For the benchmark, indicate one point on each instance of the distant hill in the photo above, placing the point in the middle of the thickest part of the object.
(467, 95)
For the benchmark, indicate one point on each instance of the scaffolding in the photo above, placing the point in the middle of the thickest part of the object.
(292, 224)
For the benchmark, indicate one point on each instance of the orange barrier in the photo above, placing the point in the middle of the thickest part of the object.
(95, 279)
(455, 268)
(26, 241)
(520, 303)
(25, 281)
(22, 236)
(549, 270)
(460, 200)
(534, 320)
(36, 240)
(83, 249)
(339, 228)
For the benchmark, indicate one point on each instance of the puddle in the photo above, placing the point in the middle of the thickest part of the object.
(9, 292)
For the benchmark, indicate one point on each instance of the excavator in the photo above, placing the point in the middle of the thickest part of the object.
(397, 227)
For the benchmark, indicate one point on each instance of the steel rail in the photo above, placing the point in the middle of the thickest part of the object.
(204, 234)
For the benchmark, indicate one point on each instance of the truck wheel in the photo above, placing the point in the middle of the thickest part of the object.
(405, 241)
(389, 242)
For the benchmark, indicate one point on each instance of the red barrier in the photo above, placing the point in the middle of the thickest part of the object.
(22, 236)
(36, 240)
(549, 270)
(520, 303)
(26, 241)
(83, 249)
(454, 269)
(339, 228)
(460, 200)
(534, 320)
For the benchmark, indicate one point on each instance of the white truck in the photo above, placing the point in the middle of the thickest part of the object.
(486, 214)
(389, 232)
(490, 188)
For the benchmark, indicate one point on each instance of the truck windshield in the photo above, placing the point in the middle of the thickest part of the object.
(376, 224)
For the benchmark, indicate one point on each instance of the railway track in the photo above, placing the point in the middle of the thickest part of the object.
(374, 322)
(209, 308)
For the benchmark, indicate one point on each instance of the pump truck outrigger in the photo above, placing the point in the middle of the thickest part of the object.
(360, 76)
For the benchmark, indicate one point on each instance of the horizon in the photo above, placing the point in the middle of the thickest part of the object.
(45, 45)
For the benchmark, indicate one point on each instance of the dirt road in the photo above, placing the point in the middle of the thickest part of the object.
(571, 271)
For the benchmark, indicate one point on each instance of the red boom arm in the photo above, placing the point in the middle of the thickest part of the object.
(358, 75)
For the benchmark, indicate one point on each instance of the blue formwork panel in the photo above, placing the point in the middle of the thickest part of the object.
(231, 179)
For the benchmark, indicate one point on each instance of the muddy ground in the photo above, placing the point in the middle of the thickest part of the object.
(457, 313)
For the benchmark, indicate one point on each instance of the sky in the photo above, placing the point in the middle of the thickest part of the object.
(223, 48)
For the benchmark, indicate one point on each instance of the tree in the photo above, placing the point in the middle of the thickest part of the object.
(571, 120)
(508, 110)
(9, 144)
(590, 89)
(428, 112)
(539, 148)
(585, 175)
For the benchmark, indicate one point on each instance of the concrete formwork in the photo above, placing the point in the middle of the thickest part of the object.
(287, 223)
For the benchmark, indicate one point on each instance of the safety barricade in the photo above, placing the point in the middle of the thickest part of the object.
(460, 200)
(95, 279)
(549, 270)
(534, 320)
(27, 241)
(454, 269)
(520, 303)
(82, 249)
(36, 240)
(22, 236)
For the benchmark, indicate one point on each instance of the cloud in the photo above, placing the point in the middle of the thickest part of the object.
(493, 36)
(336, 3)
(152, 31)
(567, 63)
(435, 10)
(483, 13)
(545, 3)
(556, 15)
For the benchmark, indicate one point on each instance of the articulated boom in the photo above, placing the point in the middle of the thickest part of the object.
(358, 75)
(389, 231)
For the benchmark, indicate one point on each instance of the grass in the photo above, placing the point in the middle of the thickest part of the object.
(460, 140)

※ ※ ※

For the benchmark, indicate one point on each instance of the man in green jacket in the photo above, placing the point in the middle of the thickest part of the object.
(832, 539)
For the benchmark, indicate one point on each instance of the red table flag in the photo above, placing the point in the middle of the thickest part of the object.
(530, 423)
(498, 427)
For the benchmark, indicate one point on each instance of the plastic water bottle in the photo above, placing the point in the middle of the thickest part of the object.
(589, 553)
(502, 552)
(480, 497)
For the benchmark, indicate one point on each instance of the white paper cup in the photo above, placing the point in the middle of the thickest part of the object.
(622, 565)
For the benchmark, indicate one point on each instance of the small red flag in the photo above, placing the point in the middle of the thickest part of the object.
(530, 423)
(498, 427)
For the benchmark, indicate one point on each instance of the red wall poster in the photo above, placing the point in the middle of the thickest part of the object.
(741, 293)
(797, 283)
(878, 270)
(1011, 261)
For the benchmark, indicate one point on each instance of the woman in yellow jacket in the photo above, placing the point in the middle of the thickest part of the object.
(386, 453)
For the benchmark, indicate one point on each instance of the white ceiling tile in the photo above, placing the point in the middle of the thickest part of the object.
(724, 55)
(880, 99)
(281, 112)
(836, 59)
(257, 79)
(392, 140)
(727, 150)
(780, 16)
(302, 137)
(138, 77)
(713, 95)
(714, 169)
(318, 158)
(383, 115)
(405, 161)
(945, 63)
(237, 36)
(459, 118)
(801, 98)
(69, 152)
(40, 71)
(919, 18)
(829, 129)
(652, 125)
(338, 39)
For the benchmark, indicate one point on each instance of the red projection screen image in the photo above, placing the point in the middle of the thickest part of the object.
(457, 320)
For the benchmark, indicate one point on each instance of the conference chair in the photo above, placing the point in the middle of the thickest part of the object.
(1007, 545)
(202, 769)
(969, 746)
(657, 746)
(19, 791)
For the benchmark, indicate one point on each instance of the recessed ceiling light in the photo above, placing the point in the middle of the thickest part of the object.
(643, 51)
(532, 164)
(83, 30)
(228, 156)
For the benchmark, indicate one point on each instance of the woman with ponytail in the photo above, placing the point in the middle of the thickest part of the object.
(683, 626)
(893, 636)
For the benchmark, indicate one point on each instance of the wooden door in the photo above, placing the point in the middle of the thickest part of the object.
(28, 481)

※ ※ ※

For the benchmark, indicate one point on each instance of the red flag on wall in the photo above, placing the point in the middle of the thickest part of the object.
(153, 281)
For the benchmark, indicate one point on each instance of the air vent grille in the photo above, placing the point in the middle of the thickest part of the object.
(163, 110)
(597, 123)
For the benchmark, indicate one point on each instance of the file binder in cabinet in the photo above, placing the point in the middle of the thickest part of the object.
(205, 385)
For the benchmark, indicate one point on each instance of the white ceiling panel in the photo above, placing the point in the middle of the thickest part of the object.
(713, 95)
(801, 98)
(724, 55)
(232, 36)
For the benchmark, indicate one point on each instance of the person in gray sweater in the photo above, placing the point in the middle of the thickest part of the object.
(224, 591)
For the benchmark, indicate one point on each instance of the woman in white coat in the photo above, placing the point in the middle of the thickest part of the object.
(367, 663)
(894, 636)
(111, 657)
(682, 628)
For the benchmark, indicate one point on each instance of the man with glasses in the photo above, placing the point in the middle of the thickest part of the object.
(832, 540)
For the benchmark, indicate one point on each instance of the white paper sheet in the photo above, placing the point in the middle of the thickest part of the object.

※ ※ ※

WHAT IS ASKED: Identify every line in the records above that contains the word "ceiling" and copy each one.

CORRECT OUTPUT:
For the benchmark, indicate one point on each instance of the white ceiling tile in the photo above, placing the point in the middle of the thickest part of the object.
For the benchmark, indicate one point on each instance of the recessed ceiling light in the photo above, placing the point in the middle of the thickest part of the object.
For the benchmark, indicate one point on each instance of the white ceiling panel in the photo above, placing the point in the middle of the thickest part of the object.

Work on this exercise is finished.